Passage:

-- begin --

Re: [Analytics] [Languages] [Wikimedia-l] Wikipedia article per speaker

Amir E. Aharoni Sun, 14 Jun 2015 08:05:51 -0700

Wonderful work, Miloš.

Some notes on edit count:
1. Some Wikipedias import all the versions of a translated article because
they believe that it's required for attribution (AFAIK it isn't). This, of
course, inflates the edit count in a completely artificial way, and sadly I
don't know how to filter this chaff.


2. Bot edits could probably be filtered out, but there are some very
different types of bots and it should be taken into account when measuring
community success. Some bots just create articles (Waray, Swedish, Dutch).
Some fix interlanguage links (not any longer, but it was huge everywhere
before 2013). Some auto-fix spelling, and it's a sign of a healthy
community (Hebrew, Catalan, and some others). Some are smarter than
AbuseFilter at reverting vandalism, and that's also a good sign.

-- end --

Tasks:
1. Name every language whose Wikipedia the forum post on edit count cites as an example in its discussion of bots.
2. Write a continuation of the forum post on edit count, beginning after its final sentence.

Extracted material:
-- begin --

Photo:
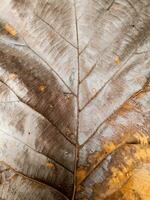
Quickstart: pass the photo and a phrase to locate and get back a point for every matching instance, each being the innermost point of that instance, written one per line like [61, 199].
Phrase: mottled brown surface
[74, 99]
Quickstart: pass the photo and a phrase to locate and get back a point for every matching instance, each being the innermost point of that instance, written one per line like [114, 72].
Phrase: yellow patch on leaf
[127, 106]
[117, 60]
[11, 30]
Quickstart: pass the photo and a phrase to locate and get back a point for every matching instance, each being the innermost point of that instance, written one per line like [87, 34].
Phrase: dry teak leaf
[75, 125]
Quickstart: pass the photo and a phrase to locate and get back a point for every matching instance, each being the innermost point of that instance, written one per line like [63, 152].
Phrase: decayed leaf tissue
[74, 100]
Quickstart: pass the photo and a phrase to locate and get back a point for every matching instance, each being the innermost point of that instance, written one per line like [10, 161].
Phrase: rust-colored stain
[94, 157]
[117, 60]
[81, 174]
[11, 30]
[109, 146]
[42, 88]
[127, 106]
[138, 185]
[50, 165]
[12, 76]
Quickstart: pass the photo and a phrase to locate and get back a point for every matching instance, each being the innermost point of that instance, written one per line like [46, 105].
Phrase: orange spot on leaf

-- end --
-- begin --

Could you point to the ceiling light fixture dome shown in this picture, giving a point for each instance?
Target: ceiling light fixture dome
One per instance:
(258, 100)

-- end --
-- begin --

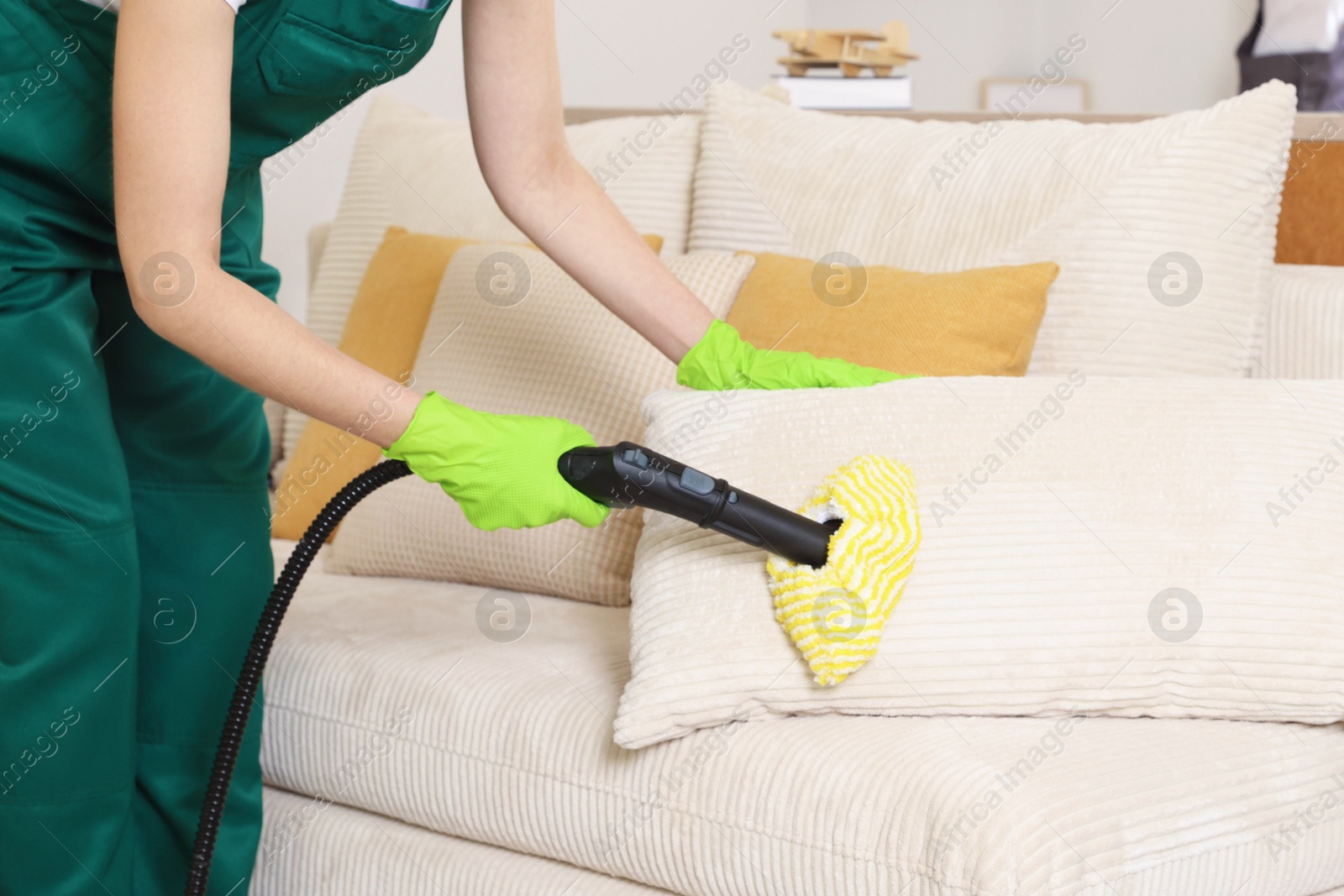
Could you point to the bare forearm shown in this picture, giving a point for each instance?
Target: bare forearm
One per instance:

-- end --

Answers to the exercise:
1. Waray, Swedish, Dutch, Hebrew, Catalan

2.
3. Some sysops delete revisions with vandalism, which could simply be
reverted. I don't know how prevalent it is. More generally, deleted
revisions could probably be counted in a useful way as part of this project.
בתאריך 14 ביוני 2015 14:14,‏ "Milos Rancic" <mill...@gmail.com> כתב:

> I started writing a longer email, but then realized that it's better
> to stick with the most important points, as everything is anyway
> enough complex. Thus, just metrics and its applications, not anything
> else.
>
> While I was reloading a year ago my few years old idea to open
> Wikipedia in 3000 more languages, I realized that we have substantial
> problem. The most numerous communities have ~100 active (thus 5+
> edits/month) editors per million of speakers. As my hypothesis was
> that we could have Wikipedias in languages spoken by more than 10,000
> people, that would mean that at the best they would have 1 (one)
> active editor. Thus, something else has to be done... But before that,
> we have to gather data and have the idea what's that "something".
>
> My first idea -- something of a kind between a desperate one and "we
> should try something" -- was to ask people from Wikimedia Estonia,
> Wikimedia Finland and Wikimedia UK to try to reach as many as possible
> new active users on particular projects. The point is that Scottish
> Gaelic, Estonian and Finish are among the top in active users per
> million of speakers.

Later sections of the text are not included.